▶ Exercise brief
Please repeat every line of the items below verbatim, leaving out the pictures.

▶ Dataset rows
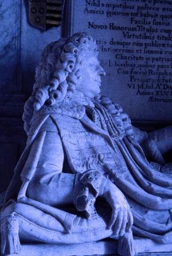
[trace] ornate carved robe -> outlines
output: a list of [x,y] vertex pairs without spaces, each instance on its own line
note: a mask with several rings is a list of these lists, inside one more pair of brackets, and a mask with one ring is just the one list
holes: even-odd
[[125,136],[111,123],[106,108],[95,106],[91,112],[99,115],[96,123],[78,104],[35,113],[2,218],[15,212],[21,236],[29,241],[76,243],[111,236],[106,228],[111,208],[95,204],[105,177],[127,199],[134,235],[172,242],[171,175],[162,172],[165,166],[147,160],[138,143],[146,133],[135,130],[134,137]]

▶ Written response
[trace] ornate carved robe -> outlines
output: a list of [x,y] vertex pairs without spaces, each instance on its own line
note: a mask with several rings is a list of these lists, inside one more pair of brackets, and a mask with one ring is just the one list
holes: even-odd
[[125,136],[111,123],[106,108],[95,106],[91,112],[99,115],[96,123],[78,104],[35,113],[2,218],[15,212],[21,236],[29,241],[76,243],[111,236],[106,228],[111,208],[95,204],[105,177],[127,199],[134,235],[172,242],[171,175],[162,172],[165,166],[147,160],[138,143],[146,133],[135,130],[134,137]]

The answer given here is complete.